_Stored data entries:_

----

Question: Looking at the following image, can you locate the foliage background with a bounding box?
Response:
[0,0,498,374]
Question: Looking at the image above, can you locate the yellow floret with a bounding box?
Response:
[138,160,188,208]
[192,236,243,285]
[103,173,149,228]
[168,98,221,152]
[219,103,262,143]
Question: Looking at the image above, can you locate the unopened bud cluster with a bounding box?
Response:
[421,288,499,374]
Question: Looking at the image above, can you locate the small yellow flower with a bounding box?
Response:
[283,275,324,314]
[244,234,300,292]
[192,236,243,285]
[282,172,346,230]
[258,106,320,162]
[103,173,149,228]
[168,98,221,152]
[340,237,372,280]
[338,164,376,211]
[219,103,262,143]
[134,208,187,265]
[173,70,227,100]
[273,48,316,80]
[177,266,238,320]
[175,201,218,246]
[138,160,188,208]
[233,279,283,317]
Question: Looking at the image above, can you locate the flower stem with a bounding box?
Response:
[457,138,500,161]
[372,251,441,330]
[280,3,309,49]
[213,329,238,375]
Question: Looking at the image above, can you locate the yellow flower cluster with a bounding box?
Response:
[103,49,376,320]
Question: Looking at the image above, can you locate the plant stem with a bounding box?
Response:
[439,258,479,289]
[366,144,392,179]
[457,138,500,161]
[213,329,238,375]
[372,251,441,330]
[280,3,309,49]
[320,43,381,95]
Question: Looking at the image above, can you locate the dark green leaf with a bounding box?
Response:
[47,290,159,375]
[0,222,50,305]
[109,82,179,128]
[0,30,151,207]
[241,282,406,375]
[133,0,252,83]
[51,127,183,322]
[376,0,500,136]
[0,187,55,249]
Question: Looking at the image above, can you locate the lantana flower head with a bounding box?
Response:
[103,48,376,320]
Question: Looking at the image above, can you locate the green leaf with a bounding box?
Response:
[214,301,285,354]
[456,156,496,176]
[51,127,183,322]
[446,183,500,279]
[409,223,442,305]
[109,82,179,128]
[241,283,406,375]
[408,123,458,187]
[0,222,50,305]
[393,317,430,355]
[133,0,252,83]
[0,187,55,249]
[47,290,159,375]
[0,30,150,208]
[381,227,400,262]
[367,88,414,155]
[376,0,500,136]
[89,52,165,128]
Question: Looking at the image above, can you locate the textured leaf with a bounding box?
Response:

----

_Problem:_ Only lines of the data holding the word "leaf" go in the answer. Please copy each of them.

_Task answer:_
Question: Looking at the image above, can you locate the dark green leaf with a bounding box?
Question: Looking at the image above, can you locate the green leaf with a bounding box?
Question: Looking at the image above, can you locate the textured leaf with a bounding box?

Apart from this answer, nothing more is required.